Kleiner Perkins decided the evidence was strong enough to fight the suit instead of settling. Perhaps they also viewed a settlement as a public admission of guilt. No matter what lawyers might suggest, we all know that few settlements remain secret for long. San Francisco and beyond would have been abuzz if Kleiner Perkins had simply written a check to Ms. Pao. Perhaps the partners figured that the benefits of appealing to a jury outweighed the chance of negative publicity. I have been in this situation countless times.

If you’re going to court, then make sure your legal and communications team work closely together. Your lawyers may object, citing attorney client privilege. But insist on it. Make sure you have someone on the communications team who will study the evidence; understand when it will be presented, and what it means to the public.

If you have decided to go to court, then this veteran recommends the following steps:

Communicate frequently to your employees throughout the trial– The media will attempt to define your issues in terms that you may not like. The press may even appear to be sympathetic to an employee who you believe has done terrible things. Stick to your messaging. Use your communication channels to reach out to your employees, customers and vendors before, during and after the battle.

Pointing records
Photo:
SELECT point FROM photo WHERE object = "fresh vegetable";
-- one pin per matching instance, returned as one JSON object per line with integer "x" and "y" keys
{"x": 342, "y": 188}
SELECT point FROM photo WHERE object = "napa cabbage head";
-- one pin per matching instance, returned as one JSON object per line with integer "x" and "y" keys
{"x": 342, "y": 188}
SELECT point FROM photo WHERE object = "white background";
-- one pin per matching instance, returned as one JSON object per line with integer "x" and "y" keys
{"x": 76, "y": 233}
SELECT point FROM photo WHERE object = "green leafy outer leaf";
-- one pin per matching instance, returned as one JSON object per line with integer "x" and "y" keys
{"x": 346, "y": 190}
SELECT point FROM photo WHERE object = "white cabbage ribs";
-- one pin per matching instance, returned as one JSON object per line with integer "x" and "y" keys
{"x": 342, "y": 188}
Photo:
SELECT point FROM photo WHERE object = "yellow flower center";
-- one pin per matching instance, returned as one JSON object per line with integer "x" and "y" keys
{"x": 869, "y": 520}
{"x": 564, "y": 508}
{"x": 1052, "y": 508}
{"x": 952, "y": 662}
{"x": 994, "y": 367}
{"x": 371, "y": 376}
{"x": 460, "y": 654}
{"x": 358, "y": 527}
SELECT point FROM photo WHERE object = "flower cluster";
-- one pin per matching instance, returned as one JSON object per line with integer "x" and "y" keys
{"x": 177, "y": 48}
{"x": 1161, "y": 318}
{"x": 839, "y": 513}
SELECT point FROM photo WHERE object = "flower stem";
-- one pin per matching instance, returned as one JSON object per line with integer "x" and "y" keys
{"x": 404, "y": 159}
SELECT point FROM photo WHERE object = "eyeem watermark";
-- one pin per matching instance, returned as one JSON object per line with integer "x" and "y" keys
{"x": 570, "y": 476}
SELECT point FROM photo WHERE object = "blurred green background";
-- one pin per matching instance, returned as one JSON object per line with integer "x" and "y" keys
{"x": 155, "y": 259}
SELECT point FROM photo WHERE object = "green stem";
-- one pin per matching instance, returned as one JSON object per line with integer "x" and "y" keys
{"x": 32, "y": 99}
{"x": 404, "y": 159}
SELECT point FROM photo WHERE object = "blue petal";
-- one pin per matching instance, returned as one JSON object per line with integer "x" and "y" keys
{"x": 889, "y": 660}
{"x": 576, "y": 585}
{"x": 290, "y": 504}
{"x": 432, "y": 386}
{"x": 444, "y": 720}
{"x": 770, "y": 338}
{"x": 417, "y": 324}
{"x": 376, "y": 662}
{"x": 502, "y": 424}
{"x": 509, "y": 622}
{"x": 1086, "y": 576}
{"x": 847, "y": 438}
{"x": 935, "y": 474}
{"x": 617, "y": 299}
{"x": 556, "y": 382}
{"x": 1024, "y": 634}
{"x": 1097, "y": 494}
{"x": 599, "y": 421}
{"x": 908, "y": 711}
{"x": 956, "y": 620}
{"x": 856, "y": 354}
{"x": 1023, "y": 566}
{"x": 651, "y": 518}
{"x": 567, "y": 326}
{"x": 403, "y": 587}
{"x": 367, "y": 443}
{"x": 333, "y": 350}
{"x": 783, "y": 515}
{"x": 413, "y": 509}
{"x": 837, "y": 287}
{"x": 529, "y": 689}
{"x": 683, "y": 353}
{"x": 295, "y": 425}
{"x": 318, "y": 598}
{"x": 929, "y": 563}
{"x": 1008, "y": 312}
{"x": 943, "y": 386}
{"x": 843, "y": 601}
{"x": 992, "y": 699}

| Challenges |
**a.** In the passage on the Kleiner Perkins lawsuit, condense the paragraph beginning "If you’re going to court" into a short bulleted list that keeps its main points.
**b.** Carry on the passage on the Kleiner Perkins lawsuit from its last sentence.
The records have no connection to the passage on the Kleiner Perkins lawsuit.

| Outputs in order |
**a.**
- Have the legal and communications teams work closely together.
- The lawyers may object, citing attorney-client privilege, but insist on it.
- Put someone on the communications team who will study the evidence, know when it will be presented, and understand what it means to the public.

**b.**
Prepare ahead of time for tough testimony or damaging emails – It is key that you provide your own context so your opponent’s version is not the only narrative out in the public sphere. If you implement changes, document them for everyone to see. A company’s culture is more than one poorly worded email or one unhappy employee.

Establish a site dedicated to the issue – Many wire services and newspapers struggle to cover civil courts. Budgets are tight and there is an editor on the other end calling for copy. Don’t be offended if the reporter misses your key testimony. Make sure your legal team provides court transcripts. You may even work a deal with the stenographer and post them on a dedicated web site.

Stay on message – You have a major investment in a company or career that is under attack.   Don’t allow a burst of anger to define your legacy. Stay calm and keep reciting your talking points.

A trial is not fun. But it can lead to a stronger company. As Ben Horowitz said in his excellent book “The Hard Thing About Hard Things: Building a Business When There Are No Easy Answers”: “Sometimes you need to go war.”